Rewrite the items below with "even-odd rule" swapped for "nonzero winding rule" everywhere it appears, keeping everything else the same.
----- DATA FOR PROCESSING -----
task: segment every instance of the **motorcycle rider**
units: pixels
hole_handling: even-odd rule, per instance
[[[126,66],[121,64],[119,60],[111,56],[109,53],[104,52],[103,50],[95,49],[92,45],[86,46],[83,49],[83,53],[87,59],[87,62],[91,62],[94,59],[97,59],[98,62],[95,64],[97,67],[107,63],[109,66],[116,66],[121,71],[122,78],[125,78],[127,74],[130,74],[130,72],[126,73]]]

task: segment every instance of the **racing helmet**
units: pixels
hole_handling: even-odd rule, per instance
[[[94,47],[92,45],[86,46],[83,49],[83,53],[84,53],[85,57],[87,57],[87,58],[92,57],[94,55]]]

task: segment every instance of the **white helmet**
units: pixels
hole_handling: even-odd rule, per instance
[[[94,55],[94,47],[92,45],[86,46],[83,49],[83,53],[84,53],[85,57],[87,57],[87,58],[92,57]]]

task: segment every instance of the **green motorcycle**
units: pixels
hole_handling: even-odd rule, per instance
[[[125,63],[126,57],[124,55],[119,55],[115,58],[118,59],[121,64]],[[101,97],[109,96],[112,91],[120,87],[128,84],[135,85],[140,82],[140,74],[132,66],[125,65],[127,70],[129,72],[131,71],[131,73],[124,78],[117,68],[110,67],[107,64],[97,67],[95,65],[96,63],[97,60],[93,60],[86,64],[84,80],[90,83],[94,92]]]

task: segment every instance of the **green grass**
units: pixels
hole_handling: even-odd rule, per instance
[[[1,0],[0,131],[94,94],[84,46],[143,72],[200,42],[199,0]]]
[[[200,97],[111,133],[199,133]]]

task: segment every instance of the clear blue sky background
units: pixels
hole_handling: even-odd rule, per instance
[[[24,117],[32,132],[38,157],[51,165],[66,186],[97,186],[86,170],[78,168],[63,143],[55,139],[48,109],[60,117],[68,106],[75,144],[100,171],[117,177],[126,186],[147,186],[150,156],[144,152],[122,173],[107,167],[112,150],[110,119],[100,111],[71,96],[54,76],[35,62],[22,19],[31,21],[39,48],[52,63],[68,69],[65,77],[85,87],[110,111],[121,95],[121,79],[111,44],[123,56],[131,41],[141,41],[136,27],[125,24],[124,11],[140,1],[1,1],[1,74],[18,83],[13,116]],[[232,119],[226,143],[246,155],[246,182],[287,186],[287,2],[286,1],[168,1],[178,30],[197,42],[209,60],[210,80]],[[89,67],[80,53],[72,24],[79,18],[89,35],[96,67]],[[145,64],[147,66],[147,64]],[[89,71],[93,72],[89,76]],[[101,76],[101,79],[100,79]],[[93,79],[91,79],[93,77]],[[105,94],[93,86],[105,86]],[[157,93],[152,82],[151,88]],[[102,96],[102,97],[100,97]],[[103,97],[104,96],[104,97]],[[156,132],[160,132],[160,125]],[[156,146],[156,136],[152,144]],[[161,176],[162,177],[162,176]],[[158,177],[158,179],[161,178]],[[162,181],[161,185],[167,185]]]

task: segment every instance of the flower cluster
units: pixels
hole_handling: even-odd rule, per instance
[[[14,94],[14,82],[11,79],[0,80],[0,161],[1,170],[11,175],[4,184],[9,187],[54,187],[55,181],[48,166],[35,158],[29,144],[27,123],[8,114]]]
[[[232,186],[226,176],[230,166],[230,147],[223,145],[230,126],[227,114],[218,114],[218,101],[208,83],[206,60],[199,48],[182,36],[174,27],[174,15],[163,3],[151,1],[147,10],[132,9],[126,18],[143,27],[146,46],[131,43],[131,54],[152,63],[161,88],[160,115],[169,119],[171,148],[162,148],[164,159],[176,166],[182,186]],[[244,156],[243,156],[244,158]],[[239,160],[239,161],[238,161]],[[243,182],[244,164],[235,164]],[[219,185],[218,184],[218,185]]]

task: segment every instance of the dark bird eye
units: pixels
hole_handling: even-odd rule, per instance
-----
CORRECT RESPONSE:
task: segment every instance of the **motorcycle rider**
units: pixels
hole_handling: nonzero winding rule, per instance
[[[126,66],[121,64],[119,60],[111,56],[109,53],[104,52],[103,50],[95,49],[92,45],[86,46],[83,49],[83,53],[87,59],[87,62],[91,62],[94,59],[97,59],[98,62],[95,64],[97,67],[107,63],[109,66],[116,66],[121,71],[122,78],[125,78],[127,74],[130,74],[130,72],[126,73]]]

task: segment every instance of the **racing helmet**
units: pixels
hole_handling: nonzero winding rule, per instance
[[[94,47],[92,45],[86,46],[83,49],[83,53],[84,53],[85,57],[87,57],[87,58],[92,57],[94,55]]]

task: segment every instance of the **white helmet**
units: pixels
hole_handling: nonzero winding rule, per instance
[[[94,55],[94,47],[92,45],[86,46],[83,49],[83,53],[84,53],[85,57],[87,57],[87,58],[92,57]]]

task: segment every instance of the **green motorcycle**
units: pixels
hole_handling: nonzero winding rule, per instance
[[[125,63],[126,57],[124,55],[119,55],[115,58],[118,59],[121,64]],[[101,97],[109,96],[112,91],[120,87],[128,84],[135,85],[140,82],[140,74],[132,66],[125,65],[127,70],[129,72],[131,71],[131,73],[124,78],[117,68],[110,67],[107,64],[97,67],[95,65],[96,63],[97,60],[93,60],[86,64],[84,80],[90,83],[94,92]]]

task: segment every instance of the **green grass**
units: pixels
hole_handling: nonzero winding rule, per instance
[[[1,0],[0,131],[94,94],[84,46],[143,72],[200,42],[199,0]]]
[[[200,97],[111,133],[199,133]]]

task: segment every instance of the clear blue sky background
units: pixels
hole_handling: nonzero winding rule, per instance
[[[24,117],[32,132],[38,157],[51,165],[66,186],[97,186],[86,170],[78,168],[63,143],[55,139],[48,109],[60,117],[68,106],[75,144],[100,171],[117,177],[126,186],[147,186],[150,156],[144,152],[122,173],[107,167],[112,150],[110,119],[100,111],[71,96],[54,76],[35,62],[22,19],[31,21],[39,48],[52,63],[68,69],[65,77],[85,87],[110,111],[121,95],[121,79],[111,44],[123,56],[131,41],[141,41],[136,27],[125,24],[124,11],[140,1],[1,1],[1,74],[18,83],[13,116]],[[232,119],[226,143],[246,155],[246,182],[287,186],[287,2],[286,1],[168,1],[178,30],[197,42],[209,60],[210,80]],[[89,67],[80,53],[72,24],[79,18],[89,35],[96,67]],[[145,64],[147,66],[147,64]],[[89,71],[93,72],[89,76]],[[101,76],[101,79],[100,79]],[[93,79],[91,79],[93,77]],[[105,94],[93,86],[105,86]],[[157,93],[152,82],[151,88]],[[102,96],[102,97],[100,97]],[[103,97],[104,96],[104,97]],[[156,132],[160,132],[160,125]],[[156,146],[156,136],[152,144]],[[161,176],[162,177],[162,176]],[[158,177],[158,179],[161,178]],[[162,181],[161,185],[167,185]]]

task: segment every instance of the flower cluster
units: pixels
hole_handling: nonzero winding rule, per instance
[[[14,94],[14,82],[11,79],[0,80],[0,161],[1,170],[11,175],[4,184],[9,187],[54,187],[55,181],[48,166],[35,158],[29,144],[27,123],[8,114]]]
[[[232,186],[226,176],[230,166],[230,147],[223,145],[230,126],[227,114],[218,114],[218,101],[208,83],[206,60],[199,48],[182,36],[174,27],[174,15],[163,3],[151,1],[147,10],[132,9],[126,18],[143,27],[146,46],[131,43],[131,54],[152,63],[161,88],[160,115],[169,119],[171,148],[162,148],[164,159],[176,166],[182,186]],[[244,156],[243,156],[244,158]],[[239,160],[239,161],[238,161]],[[243,182],[244,164],[235,164]],[[219,185],[218,184],[218,185]]]

task: segment every instance of the dark bird eye
units: pixels
hole_handling: nonzero winding rule, per instance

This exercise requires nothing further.